## [Work to complete]
From the first line to the last, please print the entries exactly, omitting pictures.

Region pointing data
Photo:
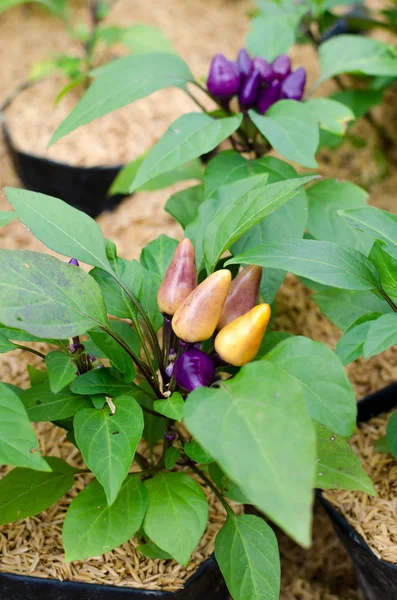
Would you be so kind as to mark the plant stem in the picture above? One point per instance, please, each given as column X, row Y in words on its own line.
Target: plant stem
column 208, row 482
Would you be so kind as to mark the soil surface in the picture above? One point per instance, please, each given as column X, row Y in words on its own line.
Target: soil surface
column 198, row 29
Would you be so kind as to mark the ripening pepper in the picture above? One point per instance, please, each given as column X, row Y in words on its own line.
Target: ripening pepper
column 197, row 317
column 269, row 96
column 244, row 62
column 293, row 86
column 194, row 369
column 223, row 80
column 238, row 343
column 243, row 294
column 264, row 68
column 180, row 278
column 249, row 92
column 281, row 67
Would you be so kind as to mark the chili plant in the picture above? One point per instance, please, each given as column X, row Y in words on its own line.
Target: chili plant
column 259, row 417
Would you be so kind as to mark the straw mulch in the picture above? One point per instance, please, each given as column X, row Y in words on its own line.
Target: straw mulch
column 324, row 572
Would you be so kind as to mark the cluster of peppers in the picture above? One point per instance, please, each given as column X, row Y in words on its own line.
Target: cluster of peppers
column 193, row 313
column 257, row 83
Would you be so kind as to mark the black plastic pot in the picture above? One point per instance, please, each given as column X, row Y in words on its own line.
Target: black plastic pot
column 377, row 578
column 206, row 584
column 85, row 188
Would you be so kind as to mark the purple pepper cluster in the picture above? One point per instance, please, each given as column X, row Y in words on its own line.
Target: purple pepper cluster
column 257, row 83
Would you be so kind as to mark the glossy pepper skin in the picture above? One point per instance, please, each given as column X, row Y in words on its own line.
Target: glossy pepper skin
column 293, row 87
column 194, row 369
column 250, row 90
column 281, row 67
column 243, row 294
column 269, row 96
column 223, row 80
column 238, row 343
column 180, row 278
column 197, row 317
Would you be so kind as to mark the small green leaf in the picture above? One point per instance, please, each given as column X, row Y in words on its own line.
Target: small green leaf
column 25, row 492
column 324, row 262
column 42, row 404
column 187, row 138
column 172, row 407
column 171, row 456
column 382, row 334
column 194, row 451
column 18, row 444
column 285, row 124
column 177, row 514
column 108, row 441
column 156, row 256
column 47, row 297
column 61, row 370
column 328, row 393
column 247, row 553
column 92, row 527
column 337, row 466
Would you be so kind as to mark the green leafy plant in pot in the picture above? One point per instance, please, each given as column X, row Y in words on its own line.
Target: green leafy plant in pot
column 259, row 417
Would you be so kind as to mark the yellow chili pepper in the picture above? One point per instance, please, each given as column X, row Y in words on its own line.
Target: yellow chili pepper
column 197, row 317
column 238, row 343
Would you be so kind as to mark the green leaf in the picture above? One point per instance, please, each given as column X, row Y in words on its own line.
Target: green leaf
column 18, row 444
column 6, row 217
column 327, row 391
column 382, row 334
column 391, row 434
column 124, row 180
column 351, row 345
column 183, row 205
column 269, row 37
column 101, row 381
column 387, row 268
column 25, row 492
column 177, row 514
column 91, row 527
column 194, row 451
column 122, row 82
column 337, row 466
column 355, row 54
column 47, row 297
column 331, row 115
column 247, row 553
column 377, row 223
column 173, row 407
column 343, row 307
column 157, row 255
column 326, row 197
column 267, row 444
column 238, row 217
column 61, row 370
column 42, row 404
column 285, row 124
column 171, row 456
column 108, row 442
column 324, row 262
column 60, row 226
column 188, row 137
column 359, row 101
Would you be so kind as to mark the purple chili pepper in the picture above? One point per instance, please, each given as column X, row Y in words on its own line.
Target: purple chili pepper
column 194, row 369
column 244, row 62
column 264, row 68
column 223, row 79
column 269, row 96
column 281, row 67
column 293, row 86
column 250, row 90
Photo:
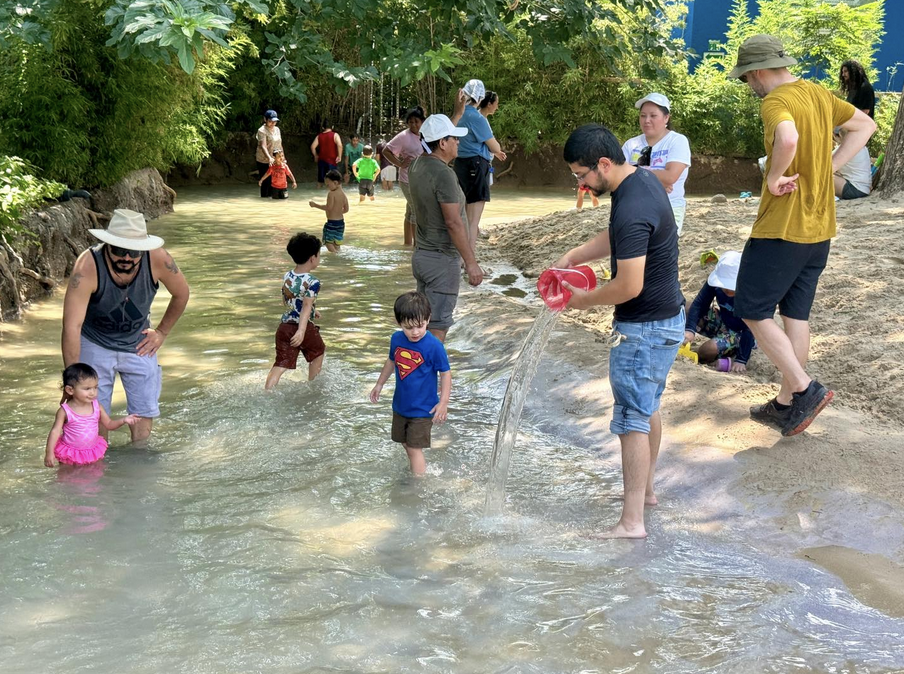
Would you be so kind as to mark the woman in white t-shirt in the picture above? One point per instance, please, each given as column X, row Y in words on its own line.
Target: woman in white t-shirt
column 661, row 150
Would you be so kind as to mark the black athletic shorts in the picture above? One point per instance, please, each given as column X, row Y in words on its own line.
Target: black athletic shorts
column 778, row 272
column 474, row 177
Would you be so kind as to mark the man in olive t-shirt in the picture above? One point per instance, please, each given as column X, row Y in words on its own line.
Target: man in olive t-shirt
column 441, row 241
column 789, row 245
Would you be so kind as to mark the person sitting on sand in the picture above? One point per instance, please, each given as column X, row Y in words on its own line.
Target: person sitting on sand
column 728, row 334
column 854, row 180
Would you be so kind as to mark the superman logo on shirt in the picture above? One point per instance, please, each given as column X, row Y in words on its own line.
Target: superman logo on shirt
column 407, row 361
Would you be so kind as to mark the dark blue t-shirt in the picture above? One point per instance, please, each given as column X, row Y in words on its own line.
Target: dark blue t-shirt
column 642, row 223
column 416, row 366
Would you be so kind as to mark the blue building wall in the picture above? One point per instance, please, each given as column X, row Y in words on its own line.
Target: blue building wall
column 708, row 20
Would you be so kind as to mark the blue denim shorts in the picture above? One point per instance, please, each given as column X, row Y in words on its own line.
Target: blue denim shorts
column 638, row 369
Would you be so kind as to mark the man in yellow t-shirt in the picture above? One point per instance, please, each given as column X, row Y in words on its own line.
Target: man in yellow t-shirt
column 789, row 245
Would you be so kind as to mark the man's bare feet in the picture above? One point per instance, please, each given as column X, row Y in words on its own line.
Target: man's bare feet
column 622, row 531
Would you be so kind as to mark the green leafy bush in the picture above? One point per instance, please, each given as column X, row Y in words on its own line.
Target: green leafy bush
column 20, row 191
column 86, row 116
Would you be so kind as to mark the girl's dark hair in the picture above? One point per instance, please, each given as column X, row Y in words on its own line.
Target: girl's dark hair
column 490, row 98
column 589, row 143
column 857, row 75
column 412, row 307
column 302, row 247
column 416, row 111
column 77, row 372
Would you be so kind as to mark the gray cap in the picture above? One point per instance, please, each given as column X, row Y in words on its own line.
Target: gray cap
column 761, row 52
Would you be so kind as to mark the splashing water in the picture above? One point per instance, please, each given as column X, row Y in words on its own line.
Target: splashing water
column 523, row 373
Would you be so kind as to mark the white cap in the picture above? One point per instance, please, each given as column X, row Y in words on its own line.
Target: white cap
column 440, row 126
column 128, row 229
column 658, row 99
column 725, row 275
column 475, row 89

## [Exercise result]
Photo:
Would you be so kind as to mark the plant stem in the picture above? One point per instance, please, each given as column X, row Y in words on its own line.
Target: plant stem
column 208, row 482
Would you be so kind as to mark the soil surface in the picture above? One point per instance, please, each given as column X, row Y in words on its own line.
Target: soil surface
column 198, row 29
Would you be so kind as to mark the ripening pepper in the picture above? One point per instance, please, each given as column X, row Y in words on its own line.
Target: ripening pepper
column 197, row 317
column 269, row 96
column 244, row 62
column 293, row 86
column 194, row 369
column 223, row 80
column 238, row 343
column 243, row 294
column 264, row 68
column 180, row 278
column 249, row 92
column 281, row 67
Would you be so kind as to mark the chili plant in the picture above? One point per instance, please, each given as column X, row Y in words on its own line.
Target: chili plant
column 259, row 417
Would you be so kind as to mark the straw mulch in the picture above? One point per instance, please, each given as column X, row Y in words on its own line.
Target: straw mulch
column 324, row 572
Would you be so kind as to mark the cluster of peppers in the picture above? One point per instance, please, each given as column X, row Y in words on its own line.
Target: cluster of peppers
column 193, row 313
column 257, row 83
Would you be so kind as to mark the black plastic pot in the picture above? One point per instance, please, each given as column X, row Y in words on its own line.
Target: black plastic pot
column 377, row 578
column 206, row 584
column 85, row 188
Would you be so kind as to mark the purple pepper cluster in the picture above? One point per instance, please, each given as column X, row Y in words on its own line.
Target: purple pepper cluster
column 257, row 83
Would you be so kind as to mark the glossy pepper skin in the picture above? One point per instance, please, each given as column X, row Y in words on its own line.
Target: glossy pepper skin
column 293, row 87
column 194, row 369
column 250, row 90
column 281, row 67
column 243, row 294
column 269, row 96
column 223, row 80
column 238, row 343
column 180, row 278
column 197, row 317
Would you be so kind as to mark the small green leaf in the picture above? One point per instance, please, each given as column X, row Y in words on its own line.
Target: small green leaf
column 25, row 492
column 324, row 262
column 42, row 404
column 187, row 138
column 172, row 407
column 171, row 456
column 382, row 334
column 194, row 451
column 18, row 444
column 285, row 124
column 177, row 514
column 108, row 441
column 156, row 256
column 47, row 297
column 61, row 370
column 328, row 393
column 247, row 553
column 92, row 527
column 337, row 466
Would you be so kind as to mark the green leafy plant in pot in the picture above? One point per instance, please, each given as column X, row Y in words on its own line.
Target: green leafy plant in pot
column 259, row 417
Would you be so kind as to mark the yellow chili pepper in the picture above? One point per instance, please, each given as column X, row Y in words on its own line.
Target: yellow chili pepper
column 197, row 317
column 238, row 343
Would you be so kind as to mark the green leaf in the picture above? One point per instance, please, each given as column X, row Y in words on its own line.
Target: green leaf
column 18, row 444
column 6, row 217
column 327, row 391
column 382, row 334
column 391, row 434
column 124, row 180
column 351, row 345
column 183, row 205
column 269, row 37
column 101, row 381
column 387, row 268
column 25, row 492
column 177, row 514
column 91, row 527
column 194, row 451
column 122, row 82
column 337, row 466
column 355, row 54
column 47, row 297
column 331, row 115
column 247, row 553
column 377, row 223
column 173, row 407
column 343, row 307
column 157, row 255
column 326, row 197
column 267, row 444
column 238, row 217
column 61, row 370
column 42, row 404
column 285, row 124
column 171, row 456
column 108, row 442
column 324, row 262
column 60, row 226
column 188, row 137
column 359, row 101
Would you be so kind as to mark the purple chili pepper in the picture above? One point per instance, please, each given as column X, row Y in words on its own line.
Target: purple chili pepper
column 194, row 369
column 244, row 62
column 264, row 68
column 223, row 79
column 269, row 96
column 281, row 67
column 293, row 86
column 250, row 90
Photo:
Would you be so kind as to mark the woman in white t-shirt in the picture above? One point per instance, please, each given as column X, row Y in words on its own line.
Target: woman in white t-shirt
column 661, row 150
Would you be so kind as to mark the black athletic shorts in the picture above? One point per instance, please, each given as column X, row Y in words on its own line.
Target: black athletic shorts
column 778, row 272
column 474, row 177
Would you be so kind as to mark the man in olive t-shirt in the picture above? One point per instance, please, each given as column X, row Y in words on its own line.
Target: man in olive t-shirt
column 441, row 241
column 789, row 245
Would you be so kind as to mark the person sitting on sand in the picture above? One point per instance, please, each given as column X, row Y in words on its own line.
Target: person sitting on sand
column 728, row 334
column 854, row 180
Would you be so kind as to mark the superman logo on shirt in the picture above? One point per instance, please, each given as column X, row Y in words on its own line.
Target: superman logo on shirt
column 407, row 361
Would you be so kind as to mark the dark blue t-shirt in the picture above? One point per instance, please, each given as column X, row Y in words on its own line.
Target: dark blue t-shirt
column 642, row 223
column 416, row 366
Would you be so kind as to mark the blue building wall in the picture above? One point per instance, please, each given as column X, row Y in words on its own line.
Target: blue building wall
column 708, row 20
Would you be so kind as to mark the blue denim shorts in the picture above? One point per instance, please, each given as column X, row Y in words on its own line.
Target: blue denim shorts
column 638, row 369
Would you be so kind as to mark the man in yellow t-shirt in the picture above? One point per instance, please, each given as column X, row Y in words on its own line.
Target: man in yellow t-shirt
column 789, row 245
Would you be so kind as to mark the man's bare feet in the picture above? One point per instance, please, each given as column X, row Y in words on its own line.
Target: man's bare feet
column 622, row 531
Would you be so kind as to mark the green leafy bush in the picture above? One point per instance, please, each given as column X, row Y in words on its own line.
Target: green leafy bush
column 20, row 191
column 86, row 116
Would you be so kind as to mark the girl's dark hair in the picture above? One point per instance, please, each given as column X, row Y in words on its own line.
Target: girl's dark hair
column 490, row 98
column 589, row 143
column 857, row 75
column 412, row 307
column 302, row 247
column 416, row 111
column 77, row 372
Would you be so kind as to mark the gray cap in the picture above? One point per instance, please, each given as column X, row Y in words on its own line.
Target: gray cap
column 761, row 52
Would you be so kind as to mark the splashing water in the picture above? One point per instance, please, each given as column X, row Y in words on its own line.
Target: splashing water
column 523, row 373
Would you be so kind as to mark the white cap in the picture above? One point per instance, please, each given as column X, row Y in words on its own line.
Target: white cap
column 440, row 126
column 128, row 229
column 658, row 99
column 725, row 275
column 475, row 89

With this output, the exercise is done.